■ Provided passage:

Door Counters for Hospital Operating Rooms

What is a positive pressure system for operating rooms?

Infection control is obviously a very serious issue for hospital operating rooms. A positive pressure system keeps air from entering the operating room. This reduces the possibility that a patient will catch an infection during the operating room procedure.

Why should a hospital operating room use a door counter?

In order for the positive pressure system to work properly, the number of times the operating room doors open during a procedure must be kept to a minimum, as well as operating room traffic. Before you can attempt to reduce the frequency of operating room door openings, you must be able to sense and count this door activity. This is where the value of an electronic door counter becomes easily apparent.

There have been countless articles outlining studies concerning the relationship of operating room door openings and surgical sight infections. In the article ScienceDirect.com article, Traffic flow and microbial air contamination in operating rooms at a major teaching hospital in Ghana (July 2018), the author was quoted as saying,

“During 8529 min of surgery, 6717 door-openings were recorded. Of these, 77% were considered unnecessary, 6% semi-necessary, and 17% necessary.”

■ Information supplied:

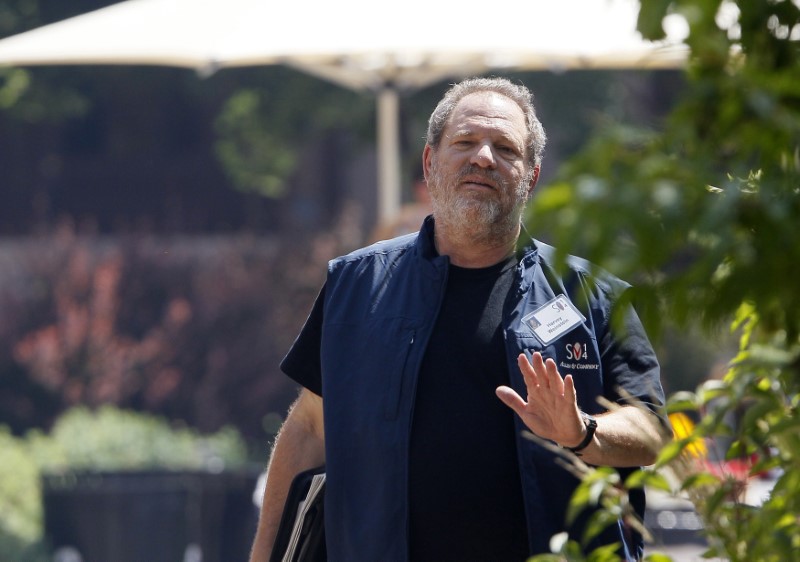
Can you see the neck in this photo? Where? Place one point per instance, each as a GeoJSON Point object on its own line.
{"type": "Point", "coordinates": [468, 250]}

■ What is being asked: Transcribe the passage on hospital door counters from "What is a positive" up to and including "a door counter?".

■ Task solution:
What is a positive pressure system for operating rooms?

Infection control is obviously a very serious issue for hospital operating rooms. A positive pressure system keeps air from entering the operating room. This reduces the possibility that a patient will catch an infection during the operating room procedure.

Why should a hospital operating room use a door counter?